--- Start Page excerpt ---

World Vegan Day is an annual event celebrated by vegans around the world every 1 November. The benefits of veganism for animals, humans and the natural environment are celebrated through activities such as setting up stalls, hosting potlucks, and planting memorial trees. The event was established in 1994 by Louise Wallis, then Chair of The Vegan Society in the United Kingdom, to commemorate the 50th anniversary of the founding of the organisation and the coining of the terms "vegan" and "veganism". Speaking in 2011, Louise Wallis said: "We knew the Society had been founded in November 1944 but didn’t know the exact date, so I decided to go for 1 November, partly because I liked the idea of this date coinciding with Samhain/Halloween and the Day of the Dead – traditional times for feasting and celebration, both apt and auspicious."

Europe

Germany 
 World Vegan Day, Germany. Several different events in the metropolitan cities.

North America

United States

Boston, Massachusetts 
 Annual Boston Vegetarian Food Festival (all weekend), free vegan food (many thousands of attenders), sponsored annually and currently by the Boston Vegetarian Society.

Oceania

Australia

Adelaide 
 Adelaide celebrates World Vegan Day every year on a Sunday in November. The first Vegan Festival was held on 4 November 2007. The event is possible because of many individual volunteers and members of various organizations. Kas Ward created the Vegan Festival in Adelaide and is the main event coordinator.
 M.A.D. FREE Weekend in Adelaide celebrates World Vegan Day in November. 13–15 November 2009.

Melbourne 
Since 2003 World Vegan Day has been celebrated in Melbourne on the last Sunday of October. The event was initiated by members of the vegan social group Vegans Unite and is now organized by a committee affiliated with Vegetarian Victoria. Stalls include Lentil as Anything, Invita Living Foods, Animals Australia, Aduki Independent Press, Eco-shout Melbourne, Vegan Society of Australia, ALV, the Melbourne University Food Co-op, Lush Australia and eco store.

Sydney 
The Winery by Gazebo in Surry Hills will hold Sydney's first annual event on the first Sunday of November, being Sunday 6th in 2016.

--- End Page excerpt ---

Written problem: Using the World Vegan Day page, explain in one to three sentences why 1 November was picked as the date.

--- Start Dataset ---

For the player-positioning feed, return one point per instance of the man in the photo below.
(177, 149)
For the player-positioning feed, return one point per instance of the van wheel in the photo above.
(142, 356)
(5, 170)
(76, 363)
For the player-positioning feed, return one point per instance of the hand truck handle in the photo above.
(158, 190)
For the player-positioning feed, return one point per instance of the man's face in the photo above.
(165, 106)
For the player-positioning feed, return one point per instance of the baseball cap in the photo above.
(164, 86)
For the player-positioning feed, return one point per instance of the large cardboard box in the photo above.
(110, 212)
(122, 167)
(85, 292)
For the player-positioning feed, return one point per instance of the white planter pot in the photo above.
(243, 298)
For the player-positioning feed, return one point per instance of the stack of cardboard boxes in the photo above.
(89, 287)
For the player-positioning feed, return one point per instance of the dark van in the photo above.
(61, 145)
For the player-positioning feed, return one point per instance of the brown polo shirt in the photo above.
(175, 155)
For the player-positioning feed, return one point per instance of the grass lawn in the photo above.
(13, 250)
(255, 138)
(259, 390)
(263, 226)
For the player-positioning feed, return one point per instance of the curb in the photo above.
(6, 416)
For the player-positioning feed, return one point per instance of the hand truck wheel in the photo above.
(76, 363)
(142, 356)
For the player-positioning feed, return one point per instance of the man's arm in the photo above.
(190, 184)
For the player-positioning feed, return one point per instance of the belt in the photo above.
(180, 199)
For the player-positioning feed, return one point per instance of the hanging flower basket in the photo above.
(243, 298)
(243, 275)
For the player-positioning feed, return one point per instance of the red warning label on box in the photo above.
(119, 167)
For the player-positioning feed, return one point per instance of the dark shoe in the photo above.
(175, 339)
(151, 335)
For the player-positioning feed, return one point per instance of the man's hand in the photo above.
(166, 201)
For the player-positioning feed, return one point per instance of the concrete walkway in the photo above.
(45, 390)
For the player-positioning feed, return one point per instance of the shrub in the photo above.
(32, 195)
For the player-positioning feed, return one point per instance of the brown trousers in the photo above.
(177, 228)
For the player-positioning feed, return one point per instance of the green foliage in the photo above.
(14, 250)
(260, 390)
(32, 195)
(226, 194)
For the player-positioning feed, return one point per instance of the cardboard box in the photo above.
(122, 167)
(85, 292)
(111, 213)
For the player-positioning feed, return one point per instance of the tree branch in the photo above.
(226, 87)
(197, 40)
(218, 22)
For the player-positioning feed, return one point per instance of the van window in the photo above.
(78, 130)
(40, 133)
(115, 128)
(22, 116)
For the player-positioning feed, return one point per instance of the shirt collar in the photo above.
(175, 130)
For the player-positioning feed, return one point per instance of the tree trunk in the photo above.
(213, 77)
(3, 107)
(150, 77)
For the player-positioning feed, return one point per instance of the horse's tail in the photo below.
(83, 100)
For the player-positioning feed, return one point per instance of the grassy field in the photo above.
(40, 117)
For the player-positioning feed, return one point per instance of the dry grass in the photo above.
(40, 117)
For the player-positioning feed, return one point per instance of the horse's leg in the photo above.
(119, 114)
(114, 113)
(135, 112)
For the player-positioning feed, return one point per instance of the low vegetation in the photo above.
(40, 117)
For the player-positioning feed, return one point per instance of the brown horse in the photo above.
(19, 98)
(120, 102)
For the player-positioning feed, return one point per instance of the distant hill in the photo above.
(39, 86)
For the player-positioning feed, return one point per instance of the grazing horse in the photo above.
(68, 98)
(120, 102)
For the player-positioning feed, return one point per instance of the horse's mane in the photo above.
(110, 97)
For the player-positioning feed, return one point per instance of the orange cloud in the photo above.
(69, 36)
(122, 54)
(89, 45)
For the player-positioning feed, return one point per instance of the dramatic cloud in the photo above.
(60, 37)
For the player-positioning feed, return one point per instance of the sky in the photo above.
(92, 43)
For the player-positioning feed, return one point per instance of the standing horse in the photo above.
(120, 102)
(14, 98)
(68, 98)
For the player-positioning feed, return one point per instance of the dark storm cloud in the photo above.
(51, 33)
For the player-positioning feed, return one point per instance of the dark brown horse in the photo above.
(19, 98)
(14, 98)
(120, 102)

--- End Dataset ---

The result: The Vegan Society was known to have been founded in November 1944, but its exact date was unknown, so Louise Wallis chose 1 November. She did so partly because she liked that the date coincides with Samhain/Halloween and the Day of the Dead, traditional times for feasting and celebration that she considered both apt and auspicious.